▶ [WHAT YOU HAVE TO DO]
Copy every one of the records below word for word, but leave out the pictures.

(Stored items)
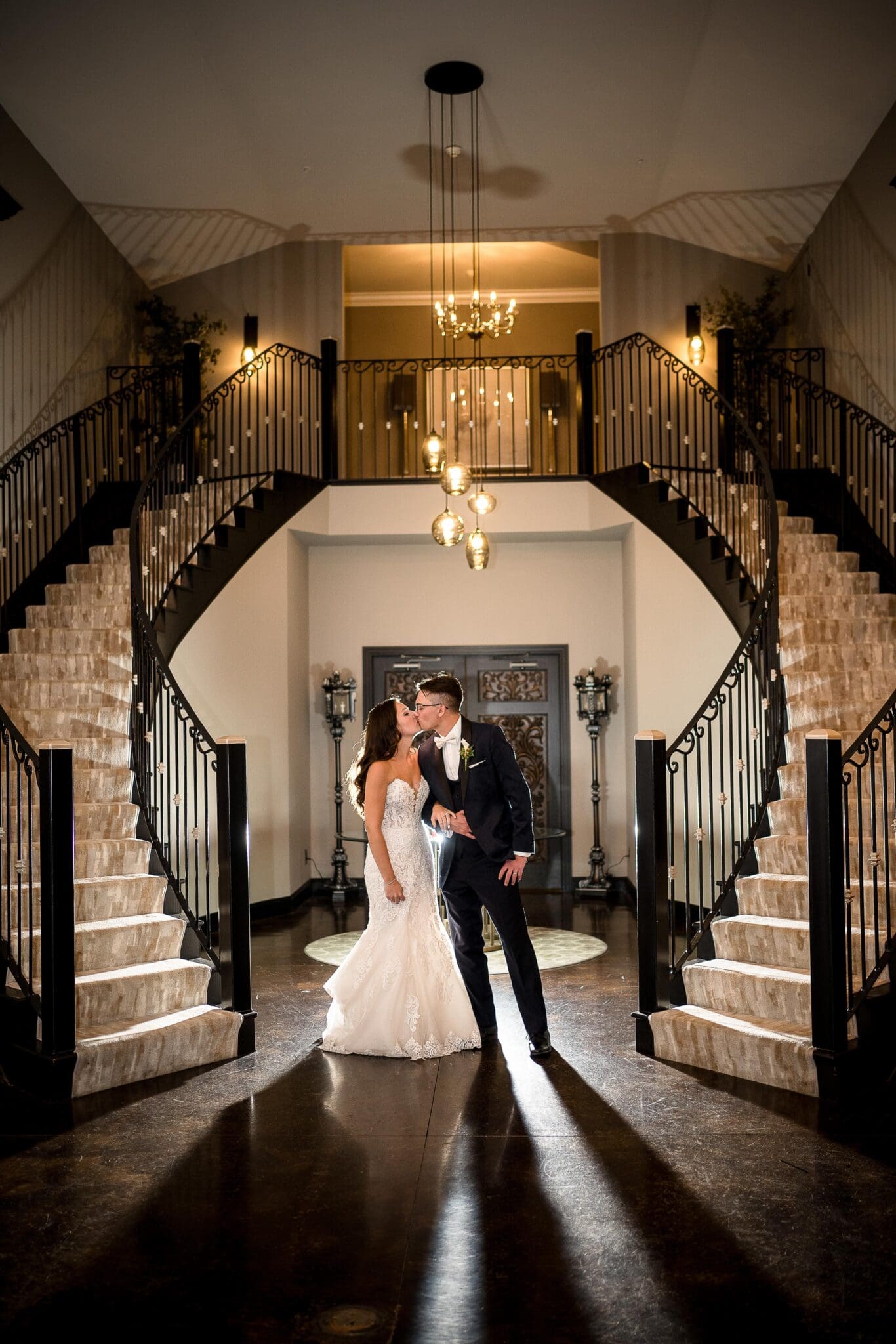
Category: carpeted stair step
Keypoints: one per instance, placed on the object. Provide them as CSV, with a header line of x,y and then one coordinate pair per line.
x,y
96,668
83,618
851,629
874,686
739,1045
738,987
100,856
842,606
69,694
123,941
802,714
805,543
43,723
146,990
93,820
89,593
771,941
112,897
115,555
786,897
102,782
66,640
148,1047
816,562
836,658
790,852
833,582
788,524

▶ [RESPONSE BELOW]
Category: carpeted stair step
Keypoints: one per instance, placed on the object. Provide them as CSV, with a header line of x,y and then one coordinate pair per line.
x,y
96,668
83,618
851,629
874,686
739,1045
738,987
100,856
842,606
69,694
123,941
802,714
805,543
43,723
146,990
93,820
89,593
771,941
112,897
115,555
786,897
102,782
66,640
148,1047
816,562
836,658
790,852
833,582
788,524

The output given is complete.